# Passage for review
= Beginning of Section =

So that means if I run this before, at any point in time, you’ll see here in a minute, it just cleans it up. It just cleans up my notebook here. So the next thing I’m going to do is I’m going to click on the Play button, and you can see here it says run the selected cell and then advance to the next cell.

So I want to run this because I want to set up my imports correctly. So I need my imports because otherwise if I call another library or if I call another cell, rather nothing’s going to happen. So I called the first one, and you can kind of see that there’s a number that’s been placed in here.

So I was like the sequence run. I was doing some testing before this meet up to make sure everything worked properly. So right now I’m on like the. Cell run of the day, I think, right? So nothing spectacular.

So now the next step, the next cell, and you can almost think of it as a step, is I’m going to set my connection. Now I’m a big fan of documenting code, which if you guys write any code or if you do anything where you have to write logic, I highly recommend, of course, everybody document their code.

So please document your code when you can’t. So this first step here is basically creating a connection using the Snowflake library to our instance. And I’m going to have to type in my password here in a minute.

This is our account and this is our warehouse we’re going to use for Day lake house. And this is a database that if you saw our last meet up, we did a bunch of COVID data analysis using Snowflake. So that’s just kind of left over from that and then recalling the scheme.

So we’re basically setting in Snowflake what they call the context. And that’s super important, especially if you’ve used Snowflake before, you know how important that is. So if I press the Play button or Run button here, it’s actually going to try to go out to Snowflake and connect and you see how fast that returns.

= End of Section =

# Entries provided
= Beginning of Section =

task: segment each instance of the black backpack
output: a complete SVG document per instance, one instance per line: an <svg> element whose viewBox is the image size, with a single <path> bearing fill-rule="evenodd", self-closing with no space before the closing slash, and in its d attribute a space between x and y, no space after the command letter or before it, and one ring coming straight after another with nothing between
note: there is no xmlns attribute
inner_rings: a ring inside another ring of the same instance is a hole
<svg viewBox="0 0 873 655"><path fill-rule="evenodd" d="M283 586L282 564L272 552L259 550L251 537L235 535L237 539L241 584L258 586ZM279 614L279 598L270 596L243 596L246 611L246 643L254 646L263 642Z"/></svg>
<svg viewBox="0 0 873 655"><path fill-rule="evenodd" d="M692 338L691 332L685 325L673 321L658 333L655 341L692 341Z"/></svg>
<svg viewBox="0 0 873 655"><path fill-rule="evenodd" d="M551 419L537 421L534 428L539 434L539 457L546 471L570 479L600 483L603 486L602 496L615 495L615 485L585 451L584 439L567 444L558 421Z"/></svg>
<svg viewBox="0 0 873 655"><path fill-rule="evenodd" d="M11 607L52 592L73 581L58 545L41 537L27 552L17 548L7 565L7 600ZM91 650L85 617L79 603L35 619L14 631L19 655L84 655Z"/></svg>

= End of Section =
= Beginning of Section =

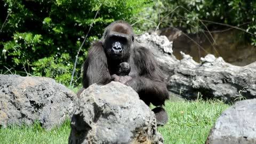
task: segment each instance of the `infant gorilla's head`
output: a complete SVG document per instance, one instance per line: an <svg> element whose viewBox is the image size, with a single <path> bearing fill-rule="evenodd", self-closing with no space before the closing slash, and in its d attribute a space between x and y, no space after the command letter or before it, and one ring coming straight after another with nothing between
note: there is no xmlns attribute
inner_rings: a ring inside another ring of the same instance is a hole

= End of Section =
= Beginning of Section =

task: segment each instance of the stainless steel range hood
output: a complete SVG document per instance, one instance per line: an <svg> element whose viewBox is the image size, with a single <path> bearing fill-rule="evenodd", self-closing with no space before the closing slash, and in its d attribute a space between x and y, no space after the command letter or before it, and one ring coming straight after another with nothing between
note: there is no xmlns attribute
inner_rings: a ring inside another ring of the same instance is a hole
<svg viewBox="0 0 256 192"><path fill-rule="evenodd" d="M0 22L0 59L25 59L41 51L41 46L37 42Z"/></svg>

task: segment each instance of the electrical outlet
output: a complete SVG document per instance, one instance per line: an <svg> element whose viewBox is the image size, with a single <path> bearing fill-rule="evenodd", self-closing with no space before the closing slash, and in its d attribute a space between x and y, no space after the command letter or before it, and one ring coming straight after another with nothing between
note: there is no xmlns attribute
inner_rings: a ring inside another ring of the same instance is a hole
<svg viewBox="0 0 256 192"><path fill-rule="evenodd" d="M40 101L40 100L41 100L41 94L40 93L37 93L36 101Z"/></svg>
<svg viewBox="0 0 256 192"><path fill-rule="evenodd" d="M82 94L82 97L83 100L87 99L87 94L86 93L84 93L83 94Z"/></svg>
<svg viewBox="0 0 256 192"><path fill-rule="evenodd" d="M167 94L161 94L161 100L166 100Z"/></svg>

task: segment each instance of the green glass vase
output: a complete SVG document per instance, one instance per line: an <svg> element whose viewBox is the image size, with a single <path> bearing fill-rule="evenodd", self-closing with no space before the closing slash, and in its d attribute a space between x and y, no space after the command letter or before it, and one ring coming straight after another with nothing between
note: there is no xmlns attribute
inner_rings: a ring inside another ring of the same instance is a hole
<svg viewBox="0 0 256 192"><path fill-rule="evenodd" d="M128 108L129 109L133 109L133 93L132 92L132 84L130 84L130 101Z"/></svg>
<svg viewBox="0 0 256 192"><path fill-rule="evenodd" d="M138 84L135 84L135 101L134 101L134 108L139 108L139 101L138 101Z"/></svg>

= End of Section =

# Problem
Write out the part of the transcript that begins at "So please document" and stops after "fast that returns.", switching each "Snowflake" to "the cloud platform". Use only the transcript for the tasks.

# The answer
So please document your code when you can’t. So this first step here is basically creating a connection using the the cloud platform library to our instance. And I’m going to have to type in my password here in a minute.

This is our account and this is our warehouse we’re going to use for Day lake house. And this is a database that if you saw our last meet up, we did a bunch of COVID data analysis using the cloud platform. So that’s just kind of left over from that and then recalling the scheme.

So we’re basically setting in the cloud platform what they call the context. And that’s super important, especially if you’ve used the cloud platform before, you know how important that is. So if I press the Play button or Run button here, it’s actually going to try to go out to the cloud platform and connect and you see how fast that returns.